:: DATA TO PROCESS ::

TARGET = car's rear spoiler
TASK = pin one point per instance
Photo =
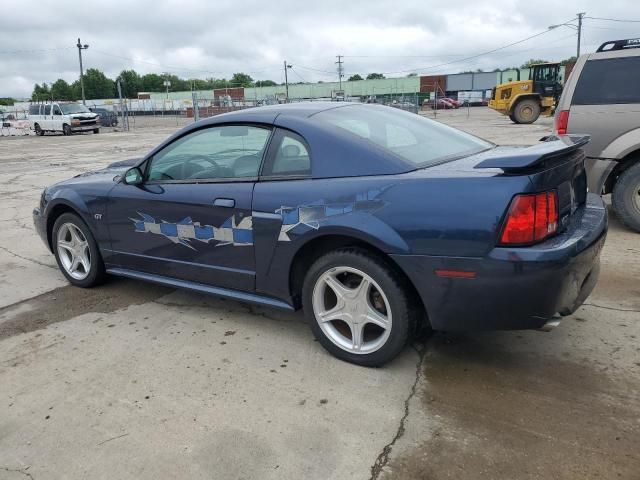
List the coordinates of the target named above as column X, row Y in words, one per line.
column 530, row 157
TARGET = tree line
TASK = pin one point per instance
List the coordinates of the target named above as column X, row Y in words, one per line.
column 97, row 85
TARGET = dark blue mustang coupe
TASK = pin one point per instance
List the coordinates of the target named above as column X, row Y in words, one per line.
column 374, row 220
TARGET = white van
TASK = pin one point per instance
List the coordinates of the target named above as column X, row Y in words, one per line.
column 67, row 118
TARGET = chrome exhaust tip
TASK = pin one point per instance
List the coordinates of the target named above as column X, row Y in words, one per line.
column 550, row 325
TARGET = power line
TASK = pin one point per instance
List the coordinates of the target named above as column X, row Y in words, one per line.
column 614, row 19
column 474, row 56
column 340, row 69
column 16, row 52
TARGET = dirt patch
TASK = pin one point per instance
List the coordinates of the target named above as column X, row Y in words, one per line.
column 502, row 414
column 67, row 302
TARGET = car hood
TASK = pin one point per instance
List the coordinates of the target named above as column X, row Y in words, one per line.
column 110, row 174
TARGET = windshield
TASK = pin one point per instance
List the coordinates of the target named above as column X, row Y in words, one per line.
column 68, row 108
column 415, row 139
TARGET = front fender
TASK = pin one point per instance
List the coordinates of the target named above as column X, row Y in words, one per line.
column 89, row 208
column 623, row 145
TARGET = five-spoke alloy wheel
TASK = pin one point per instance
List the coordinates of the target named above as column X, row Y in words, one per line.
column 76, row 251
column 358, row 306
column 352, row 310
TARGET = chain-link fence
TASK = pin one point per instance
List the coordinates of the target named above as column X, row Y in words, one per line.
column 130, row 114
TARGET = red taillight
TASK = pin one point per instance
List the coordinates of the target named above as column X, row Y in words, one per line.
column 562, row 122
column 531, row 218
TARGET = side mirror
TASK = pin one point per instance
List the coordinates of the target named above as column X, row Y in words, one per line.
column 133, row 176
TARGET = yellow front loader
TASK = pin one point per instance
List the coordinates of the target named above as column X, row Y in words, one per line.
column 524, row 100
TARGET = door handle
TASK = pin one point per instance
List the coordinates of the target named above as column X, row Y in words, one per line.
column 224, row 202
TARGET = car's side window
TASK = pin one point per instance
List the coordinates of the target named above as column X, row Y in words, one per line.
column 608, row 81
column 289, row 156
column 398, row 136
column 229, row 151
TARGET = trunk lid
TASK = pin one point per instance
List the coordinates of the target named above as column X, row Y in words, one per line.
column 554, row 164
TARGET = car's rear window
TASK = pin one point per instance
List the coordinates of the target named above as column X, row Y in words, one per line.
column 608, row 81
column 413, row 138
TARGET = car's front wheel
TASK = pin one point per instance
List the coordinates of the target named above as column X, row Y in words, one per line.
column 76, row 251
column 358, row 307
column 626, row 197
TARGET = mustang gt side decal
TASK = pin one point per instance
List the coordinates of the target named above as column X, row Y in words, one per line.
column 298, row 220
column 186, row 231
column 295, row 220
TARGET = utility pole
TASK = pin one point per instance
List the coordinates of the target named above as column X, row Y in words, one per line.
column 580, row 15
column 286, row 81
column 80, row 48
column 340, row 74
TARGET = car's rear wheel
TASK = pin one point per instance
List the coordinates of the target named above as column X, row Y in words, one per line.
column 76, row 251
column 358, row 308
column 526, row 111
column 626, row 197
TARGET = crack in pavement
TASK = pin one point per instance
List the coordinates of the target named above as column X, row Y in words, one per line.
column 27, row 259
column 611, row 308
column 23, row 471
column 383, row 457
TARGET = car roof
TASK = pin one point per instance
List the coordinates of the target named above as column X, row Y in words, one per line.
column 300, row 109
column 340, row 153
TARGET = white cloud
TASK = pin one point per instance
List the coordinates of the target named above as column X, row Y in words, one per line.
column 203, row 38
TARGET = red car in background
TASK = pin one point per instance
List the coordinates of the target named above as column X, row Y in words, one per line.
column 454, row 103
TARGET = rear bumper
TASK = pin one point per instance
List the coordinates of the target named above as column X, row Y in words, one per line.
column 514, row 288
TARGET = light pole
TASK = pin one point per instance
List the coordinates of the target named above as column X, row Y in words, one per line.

:::

* **WHAT THE TASK ASKS**
Could you transcribe all of the data exactly and omit the pictures?

* **EXERCISE RESULT**
TARGET = car's rear spoiler
TASK = pin one point per instance
Photo =
List the coordinates of the target named above as column X, row Y in words, one per line.
column 530, row 157
TARGET = tree line
TASK = pin one point per instance
List the coordinates of the target named above as column X, row Y in words, one per line.
column 97, row 85
TARGET = dark blue mustang coupe
TASK = pin one point per instance
List the coordinates of the target named above as column X, row Y in words, one per line.
column 374, row 220
TARGET = white van
TASK = pin one point per instance
List the coordinates of the target named above as column X, row Y in words, one per line.
column 67, row 118
TARGET = chrome exhaust tip
TASK = pin one point per instance
List the coordinates of the target named above as column X, row Y in words, one per line.
column 550, row 325
TARGET = power line
TASK = pin one point per instance
List the coordinates of the target named above as column X, row Y in words, one per line.
column 614, row 19
column 474, row 56
column 340, row 69
column 16, row 52
TARGET = dirt patch
TASK = pin one point per instance
List the coordinates of the target named above as column X, row Y in words, one per line.
column 502, row 414
column 67, row 302
TARGET = car hood
TASK = pin one point per instance
List the coordinates of the target named above as column X, row Y in words, one per line.
column 110, row 174
TARGET = windshield
TASK = pin one point per instance
List the coordinates of the target named above as column X, row Y in words, one per line.
column 68, row 108
column 415, row 139
TARGET = front fender
TASK = pin one point per instance
List the coordinates of the target named above as column X, row Y in words, one per line.
column 89, row 208
column 623, row 145
TARGET = five-spoke alloy wheel
TASK = pin one point per instance
List the coordinates of the target named above as column X, row Y in words, one per line.
column 76, row 251
column 358, row 306
column 352, row 310
TARGET = chain-link fence
TASK = pin one point per instance
List the coordinates of the target named above as column X, row Y in words, one per line.
column 130, row 114
TARGET = red taillight
TASK = pin one point per instance
List the coordinates of the target named above as column X, row Y in words, one per line.
column 562, row 122
column 531, row 218
TARGET = side mirror
TASK = pin one point per instance
List the coordinates of the target named above as column X, row Y in words, one per line.
column 133, row 176
TARGET = yellow front loader
TASK = pin one point per instance
List the coordinates of the target named above as column X, row Y in words, one per line.
column 524, row 100
TARGET = door handle
TASK = pin one point per instance
List the coordinates of the target named above as column X, row Y in words, one per line.
column 224, row 202
TARGET = car's side window
TASK = pin one point per instance
List the coordinates of the target named above as column X, row Y in words, one per line.
column 608, row 81
column 289, row 156
column 398, row 136
column 229, row 151
TARGET = trunk lid
TASK = pin one point per instance
List the coordinates of the target named above as column X, row Y in words, one per line.
column 554, row 164
TARGET = car's rear window
TASK = pin one point per instance
List the coordinates of the target named above as column X, row Y in words, one per line.
column 608, row 81
column 413, row 138
TARGET = car's front wheel
TASK = pin one point per instance
List the coordinates of the target named above as column X, row Y in words, one per line.
column 76, row 251
column 358, row 307
column 626, row 197
TARGET = mustang gt side decal
TASK = pin one point per instance
List the coordinates of the target named above as column X, row Y in words, one per line.
column 298, row 220
column 186, row 231
column 295, row 220
TARGET = utility pole
TASK = pin one point per instance
List the coordinates of the target named above as column X, row Y in words, one per line.
column 580, row 15
column 286, row 81
column 80, row 48
column 340, row 74
TARGET = car's rear wheel
TASK = pin one point per instance
List the coordinates of the target named above as column X, row Y in words, one per line.
column 76, row 251
column 358, row 308
column 526, row 111
column 626, row 197
TARGET = crack in pavement
TASK = pin one point per instance
List the coordinates of the target named above as column X, row Y in words, one per line.
column 27, row 259
column 611, row 308
column 23, row 471
column 383, row 457
TARGET = car roof
TASK = pin one point per instance
List the coordinates of the target named above as column X, row Y in words, one per line.
column 300, row 109
column 340, row 153
TARGET = white cloud
TASK = pin one point per instance
List the coordinates of the target named above as column X, row Y in words, one per line.
column 203, row 38
TARGET = red car in background
TASK = pin one point per instance
List the coordinates of the target named above as column X, row Y in words, one per line.
column 454, row 103
TARGET = rear bumper
TASK = pin one point per instance
List the coordinates of the target named above as column X, row Y in words, one per line.
column 514, row 288
TARGET = light pole
TASK = pin one point per instance
List the coordinates of the target named above as column X, row Y in words, one per line.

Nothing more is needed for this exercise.